WRITTEN INSTRUCTION:
Rewrite every line, requests included, starting at the line that contains "Pest-scouting request: tag the woman's hand" and ending at the final line of the rows, both ends included. Raise each coordinate in the answers by 89.

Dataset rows
********************

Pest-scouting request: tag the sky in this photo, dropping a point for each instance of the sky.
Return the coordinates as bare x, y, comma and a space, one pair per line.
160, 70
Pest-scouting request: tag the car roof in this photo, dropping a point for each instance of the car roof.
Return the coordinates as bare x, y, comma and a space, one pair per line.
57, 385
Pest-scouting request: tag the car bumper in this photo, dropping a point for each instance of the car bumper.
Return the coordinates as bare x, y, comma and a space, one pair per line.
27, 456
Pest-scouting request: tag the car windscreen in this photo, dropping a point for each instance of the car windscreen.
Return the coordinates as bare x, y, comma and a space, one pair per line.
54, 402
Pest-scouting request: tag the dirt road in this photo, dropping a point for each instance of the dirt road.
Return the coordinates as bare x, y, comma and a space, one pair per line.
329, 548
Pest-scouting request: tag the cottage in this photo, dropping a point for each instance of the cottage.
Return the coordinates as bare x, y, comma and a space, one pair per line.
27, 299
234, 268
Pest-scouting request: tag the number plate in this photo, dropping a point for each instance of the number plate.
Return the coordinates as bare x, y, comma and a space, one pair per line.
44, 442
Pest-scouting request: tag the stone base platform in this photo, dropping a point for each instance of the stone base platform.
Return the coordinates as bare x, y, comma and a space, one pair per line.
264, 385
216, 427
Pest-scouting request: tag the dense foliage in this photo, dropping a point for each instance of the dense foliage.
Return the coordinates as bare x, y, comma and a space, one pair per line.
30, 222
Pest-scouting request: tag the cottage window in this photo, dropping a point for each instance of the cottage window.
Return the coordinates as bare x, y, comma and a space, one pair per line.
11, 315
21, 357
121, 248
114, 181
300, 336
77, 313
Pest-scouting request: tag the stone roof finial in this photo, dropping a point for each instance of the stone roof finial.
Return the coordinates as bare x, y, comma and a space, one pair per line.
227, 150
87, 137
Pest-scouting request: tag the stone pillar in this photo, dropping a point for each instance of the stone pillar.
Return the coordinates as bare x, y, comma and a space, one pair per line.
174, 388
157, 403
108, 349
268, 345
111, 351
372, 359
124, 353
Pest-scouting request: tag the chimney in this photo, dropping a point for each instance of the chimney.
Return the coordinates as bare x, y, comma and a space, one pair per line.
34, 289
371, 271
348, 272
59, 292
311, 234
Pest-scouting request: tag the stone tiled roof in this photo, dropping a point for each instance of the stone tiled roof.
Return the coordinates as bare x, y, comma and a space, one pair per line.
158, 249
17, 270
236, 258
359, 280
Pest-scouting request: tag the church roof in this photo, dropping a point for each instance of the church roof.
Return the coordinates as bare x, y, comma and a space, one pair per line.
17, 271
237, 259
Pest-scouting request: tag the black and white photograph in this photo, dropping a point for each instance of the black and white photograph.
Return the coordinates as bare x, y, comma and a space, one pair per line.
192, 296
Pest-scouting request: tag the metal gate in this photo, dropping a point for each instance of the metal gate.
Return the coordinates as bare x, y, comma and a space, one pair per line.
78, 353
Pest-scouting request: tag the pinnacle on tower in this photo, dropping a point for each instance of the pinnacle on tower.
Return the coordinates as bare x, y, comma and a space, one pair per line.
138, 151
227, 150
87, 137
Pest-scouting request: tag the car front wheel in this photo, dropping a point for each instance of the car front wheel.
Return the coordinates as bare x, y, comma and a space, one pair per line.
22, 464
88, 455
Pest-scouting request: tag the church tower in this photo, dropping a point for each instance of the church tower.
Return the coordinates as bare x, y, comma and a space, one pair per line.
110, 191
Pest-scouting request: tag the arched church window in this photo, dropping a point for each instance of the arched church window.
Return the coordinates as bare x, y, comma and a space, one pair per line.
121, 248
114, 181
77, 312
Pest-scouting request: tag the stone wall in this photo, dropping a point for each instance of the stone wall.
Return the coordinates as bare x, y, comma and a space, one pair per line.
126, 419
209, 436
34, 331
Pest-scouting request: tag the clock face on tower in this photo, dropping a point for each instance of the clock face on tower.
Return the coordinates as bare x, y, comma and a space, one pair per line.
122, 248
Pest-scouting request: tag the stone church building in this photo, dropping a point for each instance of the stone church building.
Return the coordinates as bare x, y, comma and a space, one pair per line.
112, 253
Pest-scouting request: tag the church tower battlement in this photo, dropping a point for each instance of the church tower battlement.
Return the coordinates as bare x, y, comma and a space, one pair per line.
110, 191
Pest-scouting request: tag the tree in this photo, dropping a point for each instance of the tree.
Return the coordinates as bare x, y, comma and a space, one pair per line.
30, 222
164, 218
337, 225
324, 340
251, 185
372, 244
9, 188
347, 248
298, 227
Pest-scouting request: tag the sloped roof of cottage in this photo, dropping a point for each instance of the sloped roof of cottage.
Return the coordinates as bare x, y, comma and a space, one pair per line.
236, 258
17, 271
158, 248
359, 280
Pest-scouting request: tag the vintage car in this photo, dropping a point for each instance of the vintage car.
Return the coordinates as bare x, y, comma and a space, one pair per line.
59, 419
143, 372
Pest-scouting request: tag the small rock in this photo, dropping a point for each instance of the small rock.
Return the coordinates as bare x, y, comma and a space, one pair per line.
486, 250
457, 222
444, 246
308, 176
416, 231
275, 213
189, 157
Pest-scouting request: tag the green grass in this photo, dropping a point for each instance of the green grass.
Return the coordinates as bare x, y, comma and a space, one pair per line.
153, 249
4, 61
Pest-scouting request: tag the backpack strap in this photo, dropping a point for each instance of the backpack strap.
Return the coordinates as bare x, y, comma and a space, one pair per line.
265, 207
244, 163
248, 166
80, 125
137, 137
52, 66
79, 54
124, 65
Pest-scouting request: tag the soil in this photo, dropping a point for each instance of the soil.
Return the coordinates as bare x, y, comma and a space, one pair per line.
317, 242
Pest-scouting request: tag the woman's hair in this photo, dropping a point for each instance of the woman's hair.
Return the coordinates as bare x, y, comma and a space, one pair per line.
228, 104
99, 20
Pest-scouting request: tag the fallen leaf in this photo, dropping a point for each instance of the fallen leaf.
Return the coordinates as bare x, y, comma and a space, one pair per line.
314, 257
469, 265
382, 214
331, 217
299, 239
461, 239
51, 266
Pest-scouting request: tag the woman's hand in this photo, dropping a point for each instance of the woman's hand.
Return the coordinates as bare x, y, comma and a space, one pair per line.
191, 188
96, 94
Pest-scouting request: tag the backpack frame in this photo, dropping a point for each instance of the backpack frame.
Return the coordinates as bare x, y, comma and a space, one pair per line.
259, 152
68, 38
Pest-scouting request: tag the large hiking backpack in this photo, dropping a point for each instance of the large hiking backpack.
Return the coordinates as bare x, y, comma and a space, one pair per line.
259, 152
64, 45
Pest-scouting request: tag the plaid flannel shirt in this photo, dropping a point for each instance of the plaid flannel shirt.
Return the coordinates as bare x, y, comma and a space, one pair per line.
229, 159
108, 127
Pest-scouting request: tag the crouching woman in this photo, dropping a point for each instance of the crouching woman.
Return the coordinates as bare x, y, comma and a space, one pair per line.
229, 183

********************

TASK OUTPUT:
Pest-scouting request: tag the woman's hand in this photo, dropping a point for each instance of the woman's hand.
Return the coordinates as bare x, y, comma and a space, one pair per line.
280, 277
185, 183
Pest-scouting request: tag the backpack frame in this photo, dropping a point for each instance of the backpack frame.
Return the coordinates as bare x, y, comma and a space, one pair per line.
348, 241
157, 127
Pest-scouting request: tag the large hiking backpack in this photo, dropping a point for each instance of the large hiking backpack.
Return the coordinates as bare x, y, comma and a space, one pair per line.
348, 241
153, 134
Pest-scouting request: tag the plaid flannel shirt in this photo, dropping a point for each instance of the plaid flannel shirt.
Return the coordinates as bare x, y, comma and a space, one pair per line.
318, 248
197, 216
Pest-scouting request: tag the crouching woman in this photo, dropping a point for each instance of the crouching woman.
Return the coordinates as bare x, y, comma and a space, one pair per line.
318, 272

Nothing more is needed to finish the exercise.